Центр Соледара к тому моменту мы уже взяли. Туда переехал штаб нашего отряда, в бомбоубежище в подвале одного из домов. Появилась возможность посещать связиста, у которого был телефон для контакта с домом. Я к тому моменту ни разу не выходил на связь с матерью и женой. Страшно было представить, в каком они состоянии находились. До штаба пешком идти далеко, но у нас была возможность уехать на колесах. История с транспортом была весьма оригинальная. В деревне осталось полно мотоциклов и машин, но добыть себе тачку дорогого стоило. Их обычно сразу забирали себе группы эвакуации и командиры, а мопеды и мотоциклы, если их отремонтировать, вполне годились для передвижения даже по снегу.

· · · · ·

Задание A ▸
Соберите все строки записей, в которых есть слово «rocky», учитывая регистр букв.
Отрывок и записи — самостоятельные материалы, никак не связанные друг с другом.

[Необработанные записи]
· · · · ·

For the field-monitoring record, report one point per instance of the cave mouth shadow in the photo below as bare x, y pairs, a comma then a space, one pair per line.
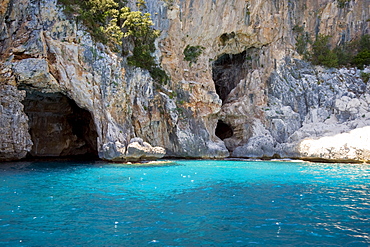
59, 128
223, 130
227, 71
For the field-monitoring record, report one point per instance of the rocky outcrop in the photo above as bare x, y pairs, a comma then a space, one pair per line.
248, 94
136, 150
15, 140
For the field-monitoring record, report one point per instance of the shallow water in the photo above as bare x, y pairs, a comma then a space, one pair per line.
186, 203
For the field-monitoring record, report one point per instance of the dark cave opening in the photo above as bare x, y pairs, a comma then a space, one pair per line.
223, 130
227, 71
58, 127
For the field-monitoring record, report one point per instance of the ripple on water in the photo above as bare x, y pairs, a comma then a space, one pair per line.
219, 203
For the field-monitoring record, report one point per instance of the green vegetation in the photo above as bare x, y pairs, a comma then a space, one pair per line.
365, 77
192, 53
116, 25
322, 54
354, 53
342, 3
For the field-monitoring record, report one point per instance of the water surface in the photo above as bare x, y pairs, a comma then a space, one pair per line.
186, 203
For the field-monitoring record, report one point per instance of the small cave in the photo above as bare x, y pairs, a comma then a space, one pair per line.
58, 127
223, 130
227, 71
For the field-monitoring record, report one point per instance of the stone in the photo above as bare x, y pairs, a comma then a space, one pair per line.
15, 141
273, 102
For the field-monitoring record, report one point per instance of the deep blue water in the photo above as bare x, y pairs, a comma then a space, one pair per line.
187, 203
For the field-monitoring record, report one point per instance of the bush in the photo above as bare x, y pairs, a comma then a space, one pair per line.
110, 22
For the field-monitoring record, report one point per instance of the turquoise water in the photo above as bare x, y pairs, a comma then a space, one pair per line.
187, 203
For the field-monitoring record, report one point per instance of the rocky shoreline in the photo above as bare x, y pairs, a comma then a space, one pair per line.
247, 94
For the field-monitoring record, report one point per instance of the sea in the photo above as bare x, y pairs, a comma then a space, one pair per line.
184, 203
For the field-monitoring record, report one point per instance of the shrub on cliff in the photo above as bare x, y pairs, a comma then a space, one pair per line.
354, 53
111, 22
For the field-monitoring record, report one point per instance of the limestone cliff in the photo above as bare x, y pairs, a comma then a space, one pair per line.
248, 94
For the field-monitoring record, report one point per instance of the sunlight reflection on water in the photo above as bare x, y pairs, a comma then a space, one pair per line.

· · · · ·

Задание B ▸
Продолжите отрывок о Соледаре, начиная сразу после его последнего предложения.

Итоговый ответ A ▸
For the field-monitoring record, report one point per instance of the rocky outcrop in the photo above as bare x, y pairs, a comma then a space, one pair per line.
For the field-monitoring record, report one point per instance of the rocky shoreline in the photo above as bare x, y pairs, a comma then a space, one pair per line.

Итоговый ответ B ▸
Просто позвонить домой было нельзя, связь только через специальное приложение. Работает оно откровенно убого. Я, например, точно зная, что моя жена там зарегистрирована, ни разу не смог ее там найти по номеру. Зато нашел мать, написал, что все хорошо. Живой, здоровый и скучаю. Для аудиозвонков не хватало скорости интернета. Я попросил передать всем, кто меня ждал, «привет», и сказал, что скоро вернусь.
Ситуация на фронте обстояла так, что наш завод был чуть ли не единственной точкой с шикарной панорамой на поля с хохлами и работать оттуда можно было постоянно. Этим стали пользоваться и другие расчеты из нашего взвода. В частности, над нами стоял товарищ из взвода ПТРК. Однажды произошло то, чего желает, наверное, каждый уважающий себя птурщик.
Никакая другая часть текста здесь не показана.